* Tekst do czytania
════════

Redcafe.pl - Manchester United Forum

Pełna wersja: Tow: Shenzhen 0-6 Manchester United (23.07.2007)
Aktualnie przeglądasz uproszczoną wersję forum. Kliknij tutaj, by zobaczyć wersję z pełnym formatowaniem.
Stron: 1 2
Po poprzedniej wysokiej wygranej 4-0 bardzo chętnie zobacyzłbym znowu wysoką liczbe obok MU. Moze wreszcie Nani zagra...
W tym meczu Nani już raczej na pewno zagra, bo już wczoraj brał udział w sesji treningowej z pełnym obciążeniem. Hargreaves ma małe szanse.

Przeciwnik pewnie podobnej klasy co Seul. Wydaje mi się, że Urawa była najtrudniejszym rywalem podczas tego tournee. Dlatego też wynik będzie pewnie wysoki, ale 2-0 też nie pogardzę. Bardziej uwagę zwracam na indywidualne występy poszczególnych zawodników.
No no czekamy na I wystep Naniego, moze jakies cuda spowoduja, ze i Owen wybiegnie na boisko, ale nie ma co ryzykowac. Rok stracilismy na poczatek Carrick'a, nie chce tego samego z Hargreavsem.

Zwyciestwo musi byc, prezentujemy dobra pilke, licze na gol Ronaldo, moze kolejny dobry wystep Christophera. Moze Lee Martin wybiegnie ?
Jestem ciekaw jak zaprezentuje sie nowy nabytek UNITED Nani Smile Oczywiscie wiele od niego jak na razie oczekiwac nie mozna, no ale licze na to, ze cos tam pokaze ciekawego: jakies zwody, bramka i efektowny 'skok smierci' ? Byc moze Wink
Wojtek3 napisał(a):Moze Lee Martin wybiegnie ?

W jednej z wypowiedzi Ferguson zasugerował, że kontuzjowani zawodnicy - Martin, Owen i Gibson - być może nie wystąpią w ogóle w Azji, także Lee jest chyba w podobnej sytuacji do Hargreavesa. Szkoda, bo mógł się wykazać.
Kuba_^^ napisał(a):bramka i efektowny 'skok smierci' ?

Ten skok wykonuje tylko wtedy gdy strzeli jakas bramke ktora wedlug niego jest atrakcyjna. Ale byc moze 8)

════════

* Wyświetlone pozycje
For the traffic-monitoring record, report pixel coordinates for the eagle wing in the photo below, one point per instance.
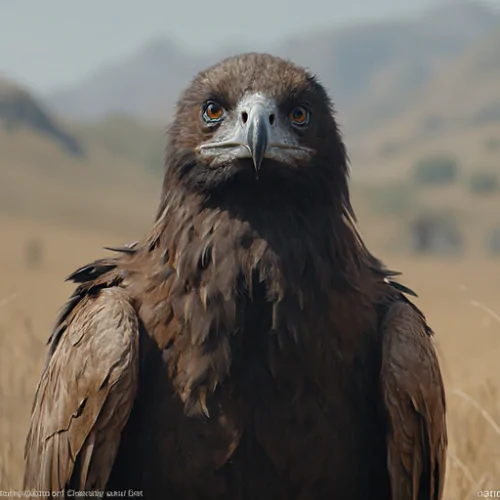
(85, 394)
(414, 400)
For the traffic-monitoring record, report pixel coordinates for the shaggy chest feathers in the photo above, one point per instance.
(254, 307)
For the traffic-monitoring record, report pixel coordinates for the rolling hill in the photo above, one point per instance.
(371, 69)
(41, 178)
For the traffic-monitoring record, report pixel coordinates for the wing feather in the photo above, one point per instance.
(414, 400)
(85, 394)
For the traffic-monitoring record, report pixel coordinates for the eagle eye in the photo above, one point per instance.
(212, 112)
(300, 116)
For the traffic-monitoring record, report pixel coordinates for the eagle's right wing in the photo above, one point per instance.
(85, 395)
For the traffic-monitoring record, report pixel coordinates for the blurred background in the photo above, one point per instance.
(87, 89)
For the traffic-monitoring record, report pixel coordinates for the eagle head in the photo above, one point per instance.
(251, 119)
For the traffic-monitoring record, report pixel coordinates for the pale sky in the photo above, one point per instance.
(47, 44)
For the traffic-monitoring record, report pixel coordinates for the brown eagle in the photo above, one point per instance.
(249, 346)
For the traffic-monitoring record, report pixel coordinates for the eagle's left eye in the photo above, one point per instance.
(300, 116)
(212, 112)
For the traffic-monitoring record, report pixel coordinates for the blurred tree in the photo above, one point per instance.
(436, 170)
(34, 253)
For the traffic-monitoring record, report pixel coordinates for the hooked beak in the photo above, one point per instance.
(257, 133)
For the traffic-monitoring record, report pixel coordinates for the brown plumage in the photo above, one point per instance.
(249, 347)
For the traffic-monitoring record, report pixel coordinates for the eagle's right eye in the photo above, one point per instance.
(212, 112)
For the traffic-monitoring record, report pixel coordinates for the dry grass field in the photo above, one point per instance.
(461, 299)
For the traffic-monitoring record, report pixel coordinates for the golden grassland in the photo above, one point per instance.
(461, 299)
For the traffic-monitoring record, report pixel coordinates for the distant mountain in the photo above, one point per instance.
(59, 172)
(463, 96)
(371, 69)
(18, 109)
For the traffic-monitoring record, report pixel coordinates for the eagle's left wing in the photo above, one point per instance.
(414, 401)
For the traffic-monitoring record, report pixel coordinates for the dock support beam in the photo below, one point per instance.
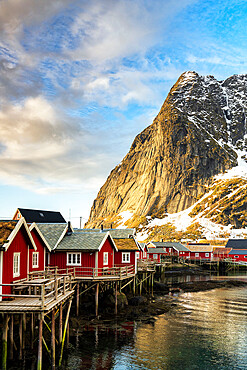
(116, 298)
(39, 363)
(5, 341)
(97, 300)
(11, 338)
(53, 343)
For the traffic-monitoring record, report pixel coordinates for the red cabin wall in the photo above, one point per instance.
(41, 248)
(118, 258)
(19, 245)
(107, 247)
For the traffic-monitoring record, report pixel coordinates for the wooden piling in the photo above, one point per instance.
(20, 336)
(77, 299)
(53, 342)
(97, 300)
(5, 341)
(39, 363)
(64, 332)
(116, 298)
(11, 338)
(60, 324)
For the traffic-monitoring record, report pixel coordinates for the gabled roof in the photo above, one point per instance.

════════

* Zadania do wykonania
[1] Według tekstu do czytania, których kontuzjowanych zawodników Ferguson wymienił jako tych, którzy być może w ogóle nie wystąpią w Azji?
[2] Przetłumacz na angielski zdanie z tekstu do czytania: „W tym meczu Nani już raczej na pewno zagra, bo już wczoraj brał udział w sesji treningowej z pełnym obciążeniem.”
[3] Przepisz dosłownie fragment tekstu do czytania, zaczynając od słów „Pełna wersja: Tow: Shenzhen” i ciągnąc aż do słów „ma małe szanse.” włącznie.

* Rozwiązania zadań
[1] Martina, Owena i Gibsona.

[2] Nani will almost certainly play in this match, since he already took part in a full-intensity training session yesterday.

[3]
Pełna wersja: Tow: Shenzhen 0-6 Manchester United (23.07.2007)
Aktualnie przeglądasz uproszczoną wersję forum. Kliknij tutaj, by zobaczyć wersję z pełnym formatowaniem.
Stron: 1 2
Po poprzedniej wysokiej wygranej 4-0 bardzo chętnie zobacyzłbym znowu wysoką liczbe obok MU. Moze wreszcie Nani zagra...
W tym meczu Nani już raczej na pewno zagra, bo już wczoraj brał udział w sesji treningowej z pełnym obciążeniem. Hargreaves ma małe szanse.